Au cours des quatre premiers mois de l’année, 541 projets de loi anti-trans ont été déposés aux États-Unis, dont 23 au niveau fédéral, et plus de 70 d’entre eux ont déjà été adoptés. Il s’agit d’une augmentation significative de la législation transphobe par rapport à l’année dernière, où 174 projets de loi de ce type avaient été déposés et 26 avaient été adoptés.

La plupart de ces projets de loi draconiens consistent à restreindre arbitrairement les droits des personnes transgenres, et en particulier ceux des jeunes transgenres. Ils limitent l’accès aux soins de santé et aux services d’affirmation du genre, interdisent aux personnes transgenres de participer à des activités sportives et les empêchent d’utiliser les toilettes du genre auquel elles s’identifient. Ces projets de loi ont été accompagnés d’une campagne alarmiste dans la presse de droite, diabolisant les personnes transgenres et les présentant comme de dangereux prédateurs.

DÉFI 1: Reproduisez mot pour mot le passage de l'extrait sur les projets de loi anti-trans qui commence par les mots contenant « Au cours des » et se termine par « avaient été adoptés. ».
DÉFI 2: Selon l'extrait sur les projets de loi anti-trans, pourquoi peut-on parler d'une augmentation significative de la législation transphobe ? Répondez en une à trois phrases.
DÉFI 3: Rédigez la suite de l'extrait sur les projets de loi anti-trans en commençant après sa dernière phrase.

Entrées d'étiquetage de l'emplacement des images:
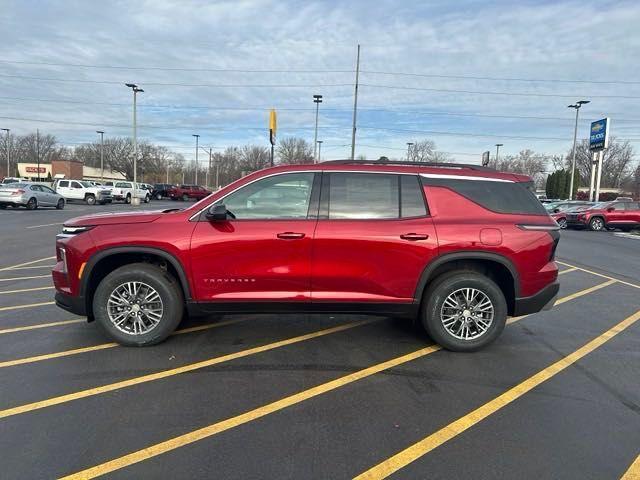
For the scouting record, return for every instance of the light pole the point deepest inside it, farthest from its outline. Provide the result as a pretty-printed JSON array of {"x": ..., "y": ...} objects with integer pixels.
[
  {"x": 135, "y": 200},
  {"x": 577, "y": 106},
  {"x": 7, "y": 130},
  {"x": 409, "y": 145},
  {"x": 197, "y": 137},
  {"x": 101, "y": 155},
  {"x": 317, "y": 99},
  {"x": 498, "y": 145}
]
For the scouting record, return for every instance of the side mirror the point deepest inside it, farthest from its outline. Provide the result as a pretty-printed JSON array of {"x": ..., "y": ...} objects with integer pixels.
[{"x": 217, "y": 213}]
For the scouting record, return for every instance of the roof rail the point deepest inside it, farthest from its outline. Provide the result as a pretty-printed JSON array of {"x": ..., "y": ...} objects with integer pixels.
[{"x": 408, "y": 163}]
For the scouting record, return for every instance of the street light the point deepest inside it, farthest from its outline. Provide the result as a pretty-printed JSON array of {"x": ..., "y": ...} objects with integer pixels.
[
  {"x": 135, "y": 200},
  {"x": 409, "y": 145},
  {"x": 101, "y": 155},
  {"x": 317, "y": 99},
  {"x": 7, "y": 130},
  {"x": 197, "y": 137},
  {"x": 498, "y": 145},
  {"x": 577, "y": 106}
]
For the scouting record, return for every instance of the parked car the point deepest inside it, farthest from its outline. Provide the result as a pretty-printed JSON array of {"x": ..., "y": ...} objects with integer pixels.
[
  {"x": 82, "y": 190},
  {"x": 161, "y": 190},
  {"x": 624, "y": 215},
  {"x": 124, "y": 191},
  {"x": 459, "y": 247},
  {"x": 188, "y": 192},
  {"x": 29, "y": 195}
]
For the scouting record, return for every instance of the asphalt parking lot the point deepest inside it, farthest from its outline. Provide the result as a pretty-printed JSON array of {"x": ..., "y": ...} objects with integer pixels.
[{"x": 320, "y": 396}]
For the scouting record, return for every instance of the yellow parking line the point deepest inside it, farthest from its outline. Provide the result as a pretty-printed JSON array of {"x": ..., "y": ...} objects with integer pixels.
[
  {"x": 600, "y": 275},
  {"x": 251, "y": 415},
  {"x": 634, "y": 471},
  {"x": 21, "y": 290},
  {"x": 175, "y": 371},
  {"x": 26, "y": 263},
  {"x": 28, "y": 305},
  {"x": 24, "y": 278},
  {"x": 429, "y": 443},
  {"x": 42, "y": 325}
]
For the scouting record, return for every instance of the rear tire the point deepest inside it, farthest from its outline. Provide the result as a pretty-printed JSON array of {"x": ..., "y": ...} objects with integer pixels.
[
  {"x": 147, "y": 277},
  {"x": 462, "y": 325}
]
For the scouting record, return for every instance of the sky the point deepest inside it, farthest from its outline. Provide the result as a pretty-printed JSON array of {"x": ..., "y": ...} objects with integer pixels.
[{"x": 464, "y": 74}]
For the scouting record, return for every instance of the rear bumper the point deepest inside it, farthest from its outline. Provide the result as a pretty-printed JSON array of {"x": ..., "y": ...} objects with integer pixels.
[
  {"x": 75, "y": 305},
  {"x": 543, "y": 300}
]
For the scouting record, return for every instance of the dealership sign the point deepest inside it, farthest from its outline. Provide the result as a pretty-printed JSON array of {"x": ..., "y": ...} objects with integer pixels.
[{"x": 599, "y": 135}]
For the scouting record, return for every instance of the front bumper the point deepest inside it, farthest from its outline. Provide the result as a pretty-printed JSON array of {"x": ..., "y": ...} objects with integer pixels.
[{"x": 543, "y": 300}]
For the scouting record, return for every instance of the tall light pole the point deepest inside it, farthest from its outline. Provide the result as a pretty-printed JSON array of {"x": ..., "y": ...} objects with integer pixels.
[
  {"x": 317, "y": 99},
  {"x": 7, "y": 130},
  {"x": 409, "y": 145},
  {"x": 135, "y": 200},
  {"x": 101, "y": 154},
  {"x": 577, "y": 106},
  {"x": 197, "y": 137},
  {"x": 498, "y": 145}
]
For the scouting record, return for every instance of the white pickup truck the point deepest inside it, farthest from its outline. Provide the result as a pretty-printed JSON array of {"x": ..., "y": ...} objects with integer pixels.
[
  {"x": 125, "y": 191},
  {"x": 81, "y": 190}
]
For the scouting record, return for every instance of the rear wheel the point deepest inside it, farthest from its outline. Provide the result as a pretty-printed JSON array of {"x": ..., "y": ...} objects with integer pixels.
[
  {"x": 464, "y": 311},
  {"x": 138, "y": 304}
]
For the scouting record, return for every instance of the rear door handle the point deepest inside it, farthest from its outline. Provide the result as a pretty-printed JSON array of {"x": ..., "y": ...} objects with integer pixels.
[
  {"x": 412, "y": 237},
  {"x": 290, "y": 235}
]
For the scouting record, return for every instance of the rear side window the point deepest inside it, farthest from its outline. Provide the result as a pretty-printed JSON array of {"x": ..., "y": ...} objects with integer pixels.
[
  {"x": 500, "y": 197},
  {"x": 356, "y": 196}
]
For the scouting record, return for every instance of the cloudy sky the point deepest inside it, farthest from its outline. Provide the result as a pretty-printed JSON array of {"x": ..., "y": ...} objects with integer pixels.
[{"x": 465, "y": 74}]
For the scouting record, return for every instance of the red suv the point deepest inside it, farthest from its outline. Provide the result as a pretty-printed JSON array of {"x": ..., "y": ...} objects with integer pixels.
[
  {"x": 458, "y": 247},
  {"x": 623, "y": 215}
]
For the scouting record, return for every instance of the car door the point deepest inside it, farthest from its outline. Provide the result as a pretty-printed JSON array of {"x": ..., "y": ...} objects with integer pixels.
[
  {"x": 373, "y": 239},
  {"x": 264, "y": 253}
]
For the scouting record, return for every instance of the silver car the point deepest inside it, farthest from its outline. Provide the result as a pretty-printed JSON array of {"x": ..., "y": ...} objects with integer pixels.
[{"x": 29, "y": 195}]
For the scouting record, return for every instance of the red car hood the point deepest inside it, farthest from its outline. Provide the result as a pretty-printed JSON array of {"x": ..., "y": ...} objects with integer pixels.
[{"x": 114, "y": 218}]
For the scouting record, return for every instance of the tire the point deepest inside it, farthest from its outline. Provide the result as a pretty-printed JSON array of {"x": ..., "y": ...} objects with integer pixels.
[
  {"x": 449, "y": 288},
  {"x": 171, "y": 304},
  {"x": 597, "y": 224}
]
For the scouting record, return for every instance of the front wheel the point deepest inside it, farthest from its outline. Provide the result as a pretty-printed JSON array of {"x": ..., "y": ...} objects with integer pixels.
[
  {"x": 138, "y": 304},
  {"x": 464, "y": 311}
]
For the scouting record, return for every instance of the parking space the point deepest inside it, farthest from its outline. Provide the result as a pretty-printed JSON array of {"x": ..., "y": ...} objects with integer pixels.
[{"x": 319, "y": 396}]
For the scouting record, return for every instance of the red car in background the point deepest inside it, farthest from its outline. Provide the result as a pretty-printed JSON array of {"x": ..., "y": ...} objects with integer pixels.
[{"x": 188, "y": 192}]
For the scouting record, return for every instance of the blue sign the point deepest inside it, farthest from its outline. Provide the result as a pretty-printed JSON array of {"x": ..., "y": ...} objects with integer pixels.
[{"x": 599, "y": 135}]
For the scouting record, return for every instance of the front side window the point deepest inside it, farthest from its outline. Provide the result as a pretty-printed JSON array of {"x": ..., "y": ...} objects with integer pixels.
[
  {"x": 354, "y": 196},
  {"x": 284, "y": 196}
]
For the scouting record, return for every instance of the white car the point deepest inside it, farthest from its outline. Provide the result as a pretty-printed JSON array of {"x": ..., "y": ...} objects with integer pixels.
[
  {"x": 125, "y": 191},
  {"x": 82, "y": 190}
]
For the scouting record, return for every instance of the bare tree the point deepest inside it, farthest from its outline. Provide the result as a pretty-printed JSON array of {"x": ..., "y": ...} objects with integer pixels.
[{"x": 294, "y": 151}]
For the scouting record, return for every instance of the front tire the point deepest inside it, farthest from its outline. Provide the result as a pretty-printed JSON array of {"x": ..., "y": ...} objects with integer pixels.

CORRIGÉ 1:
Au cours des quatre premiers mois de l’année, 541 projets de loi anti-trans ont été déposés aux États-Unis, dont 23 au niveau fédéral, et plus de 70 d’entre eux ont déjà été adoptés. Il s’agit d’une augmentation significative de la législation transphobe par rapport à l’année dernière, où 174 projets de loi de ce type avaient été déposés et 26 avaient été adoptés.

CORRIGÉ 2: Au cours des quatre premiers mois de l'année, 541 projets de loi anti-trans ont été déposés aux États-Unis, dont 23 au niveau fédéral, et plus de 70 ont déjà été adoptés. L'année dernière, on n'en avait compté que 174 déposés et 26 adoptés.

CORRIGÉ 3:
Le moment choisi pour cette frénésie transphobe – qui s’intensifie dans les assemblées législatives et les médias au moment même où un nouveau marasme économique menace de déstabiliser le pays – n’est pas le fruit du hasard. La classe dirigeante s’efforce de contenir une crise bancaire et une inflation incontrôlée, et se prépare à un « atterrissage en catastrophe » dans ce qui pourrait être une profonde récession. Selon une enquête récente, 72% des ménages gagnant moins de 100 000 dollars ont déjà du mal à faire face au coût de la vie. En phase avec la montée de la misère dans la société, les politiciens de la classe dirigeante tentent désespérément de trouver des boucs émissaires pour détourner le mécontentement social croissant vers des voies réactionnaires.

C’est pourquoi, ces dernières années, les politiciens bourgeois ont redoublé d’efforts pour attiser toutes sortes de peurs en fomentant une « guerre culturelle ». L’évocation croissante d’une dangereuse « invasion de migrants » pour attiser les peurs racistes et le sentiment anti-immigrants poursuit le même objectif. Tous deux sont une réponse directe aux intérêts immédiats d’une classe qui domine un système en crise.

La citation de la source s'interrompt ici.